» **Records for this task**
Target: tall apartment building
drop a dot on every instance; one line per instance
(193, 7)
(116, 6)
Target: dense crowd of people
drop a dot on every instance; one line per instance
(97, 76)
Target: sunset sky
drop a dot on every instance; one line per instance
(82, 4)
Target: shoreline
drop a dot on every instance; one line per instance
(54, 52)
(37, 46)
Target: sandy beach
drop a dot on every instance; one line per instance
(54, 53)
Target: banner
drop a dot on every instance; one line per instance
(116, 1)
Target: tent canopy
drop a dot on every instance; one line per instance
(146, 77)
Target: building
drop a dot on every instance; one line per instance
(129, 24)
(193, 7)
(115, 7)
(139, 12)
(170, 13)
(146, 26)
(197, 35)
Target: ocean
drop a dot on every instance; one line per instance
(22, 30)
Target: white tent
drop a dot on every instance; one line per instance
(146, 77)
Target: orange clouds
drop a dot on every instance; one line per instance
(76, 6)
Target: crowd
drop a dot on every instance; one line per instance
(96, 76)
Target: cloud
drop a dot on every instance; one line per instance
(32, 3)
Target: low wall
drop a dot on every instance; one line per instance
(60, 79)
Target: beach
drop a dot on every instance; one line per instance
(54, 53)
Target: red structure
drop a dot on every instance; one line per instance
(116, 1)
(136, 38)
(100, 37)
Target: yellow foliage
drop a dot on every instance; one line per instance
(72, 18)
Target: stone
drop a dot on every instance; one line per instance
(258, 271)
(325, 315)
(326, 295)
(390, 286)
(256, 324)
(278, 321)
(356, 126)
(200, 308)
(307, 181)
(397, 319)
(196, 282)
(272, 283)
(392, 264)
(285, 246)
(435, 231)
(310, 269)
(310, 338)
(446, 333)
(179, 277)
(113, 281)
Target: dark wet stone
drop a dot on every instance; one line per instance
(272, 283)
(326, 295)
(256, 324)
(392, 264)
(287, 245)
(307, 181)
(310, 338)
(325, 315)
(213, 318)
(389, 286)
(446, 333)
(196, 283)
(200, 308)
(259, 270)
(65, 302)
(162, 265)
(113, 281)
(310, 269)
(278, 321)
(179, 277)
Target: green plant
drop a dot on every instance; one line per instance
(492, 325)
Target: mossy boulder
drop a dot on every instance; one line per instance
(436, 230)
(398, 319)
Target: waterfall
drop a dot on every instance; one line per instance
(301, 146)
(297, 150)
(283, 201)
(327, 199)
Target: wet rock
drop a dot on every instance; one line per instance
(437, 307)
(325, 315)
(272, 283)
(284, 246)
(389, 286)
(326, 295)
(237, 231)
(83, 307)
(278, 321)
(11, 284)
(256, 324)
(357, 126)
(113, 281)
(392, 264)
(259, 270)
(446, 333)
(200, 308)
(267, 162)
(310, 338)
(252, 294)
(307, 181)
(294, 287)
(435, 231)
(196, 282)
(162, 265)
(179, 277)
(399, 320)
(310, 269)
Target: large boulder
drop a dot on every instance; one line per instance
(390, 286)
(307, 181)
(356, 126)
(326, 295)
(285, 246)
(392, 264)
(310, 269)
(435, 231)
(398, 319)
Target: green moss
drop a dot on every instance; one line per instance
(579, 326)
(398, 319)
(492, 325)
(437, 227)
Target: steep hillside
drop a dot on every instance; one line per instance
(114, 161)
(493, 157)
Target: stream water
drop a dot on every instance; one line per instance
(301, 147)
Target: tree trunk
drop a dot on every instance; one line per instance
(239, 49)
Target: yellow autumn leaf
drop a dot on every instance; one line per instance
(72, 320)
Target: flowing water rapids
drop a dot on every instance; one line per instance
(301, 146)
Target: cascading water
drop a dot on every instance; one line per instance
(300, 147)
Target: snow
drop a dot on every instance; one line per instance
* * *
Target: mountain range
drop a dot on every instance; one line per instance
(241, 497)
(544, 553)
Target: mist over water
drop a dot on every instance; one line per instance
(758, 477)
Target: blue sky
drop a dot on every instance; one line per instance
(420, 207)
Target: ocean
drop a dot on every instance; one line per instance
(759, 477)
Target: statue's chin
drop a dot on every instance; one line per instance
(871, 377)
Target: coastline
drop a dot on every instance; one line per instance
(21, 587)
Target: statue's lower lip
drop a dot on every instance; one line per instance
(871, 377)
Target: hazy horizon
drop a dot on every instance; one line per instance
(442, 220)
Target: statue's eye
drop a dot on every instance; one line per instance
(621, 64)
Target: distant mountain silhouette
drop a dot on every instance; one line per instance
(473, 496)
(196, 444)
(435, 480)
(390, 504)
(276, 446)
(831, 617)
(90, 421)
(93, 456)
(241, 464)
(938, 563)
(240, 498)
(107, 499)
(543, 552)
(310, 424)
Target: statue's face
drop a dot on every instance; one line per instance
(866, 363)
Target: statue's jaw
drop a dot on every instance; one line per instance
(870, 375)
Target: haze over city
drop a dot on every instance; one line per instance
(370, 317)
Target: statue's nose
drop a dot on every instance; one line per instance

» **Task directions**
Pick out every line of the material above that contains the word "statue" and copy each one as it appears.

» **Complete output**
Target: statue's chin
Target: statue's lower lip
Target: statue's eye
Target: statue's face
Target: statue's jaw
Target: statue's nose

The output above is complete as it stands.